Problem to work on:
Look for the line containing "Target: tree trunk" in the records below. Then output it and all the lines that follow, exactly and without any others.

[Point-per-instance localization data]
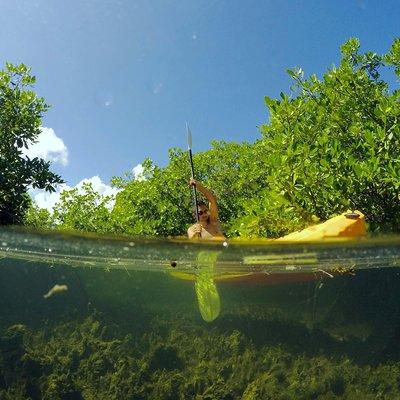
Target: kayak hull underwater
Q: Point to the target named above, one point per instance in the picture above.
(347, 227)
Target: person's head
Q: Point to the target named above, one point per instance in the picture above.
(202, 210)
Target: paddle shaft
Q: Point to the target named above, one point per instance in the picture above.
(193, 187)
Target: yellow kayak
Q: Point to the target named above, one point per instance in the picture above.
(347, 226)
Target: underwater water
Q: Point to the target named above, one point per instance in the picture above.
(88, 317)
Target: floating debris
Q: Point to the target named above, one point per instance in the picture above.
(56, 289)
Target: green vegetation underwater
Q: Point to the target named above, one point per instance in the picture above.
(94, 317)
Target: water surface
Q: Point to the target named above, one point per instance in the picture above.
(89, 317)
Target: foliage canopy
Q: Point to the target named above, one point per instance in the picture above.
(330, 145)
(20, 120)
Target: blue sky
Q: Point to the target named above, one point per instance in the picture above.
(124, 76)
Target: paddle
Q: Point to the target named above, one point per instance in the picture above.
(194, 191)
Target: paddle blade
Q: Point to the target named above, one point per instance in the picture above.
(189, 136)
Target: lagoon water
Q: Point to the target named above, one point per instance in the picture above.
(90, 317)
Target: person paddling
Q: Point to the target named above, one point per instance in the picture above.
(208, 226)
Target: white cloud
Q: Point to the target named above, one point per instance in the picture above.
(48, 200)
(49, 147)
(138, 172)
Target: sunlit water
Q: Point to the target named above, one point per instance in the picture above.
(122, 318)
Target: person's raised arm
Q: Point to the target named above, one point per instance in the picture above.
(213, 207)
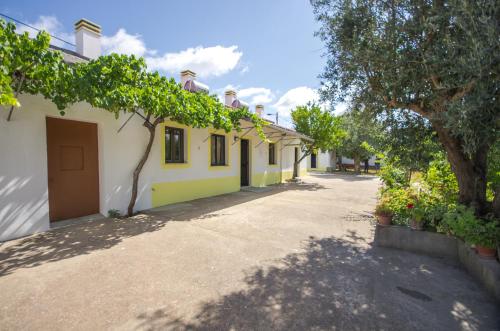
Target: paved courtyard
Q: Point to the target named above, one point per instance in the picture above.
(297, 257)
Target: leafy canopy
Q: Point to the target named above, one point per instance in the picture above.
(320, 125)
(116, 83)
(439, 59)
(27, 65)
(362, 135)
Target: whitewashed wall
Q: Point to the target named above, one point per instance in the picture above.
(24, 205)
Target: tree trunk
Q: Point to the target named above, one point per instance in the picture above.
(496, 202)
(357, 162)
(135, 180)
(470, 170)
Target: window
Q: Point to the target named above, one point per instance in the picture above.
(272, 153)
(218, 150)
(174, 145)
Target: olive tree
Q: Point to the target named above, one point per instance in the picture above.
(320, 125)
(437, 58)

Written solution:
Target: tree trunk
Q: Point to the target named above, one point per instance in the picture above.
(496, 202)
(357, 162)
(135, 180)
(470, 170)
Target: window
Q: Point to the target named above, one point per instance in the picture above.
(272, 153)
(218, 150)
(174, 145)
Target: olive tree
Q: Point to the target named above, one point per instance in the picture above.
(320, 125)
(437, 58)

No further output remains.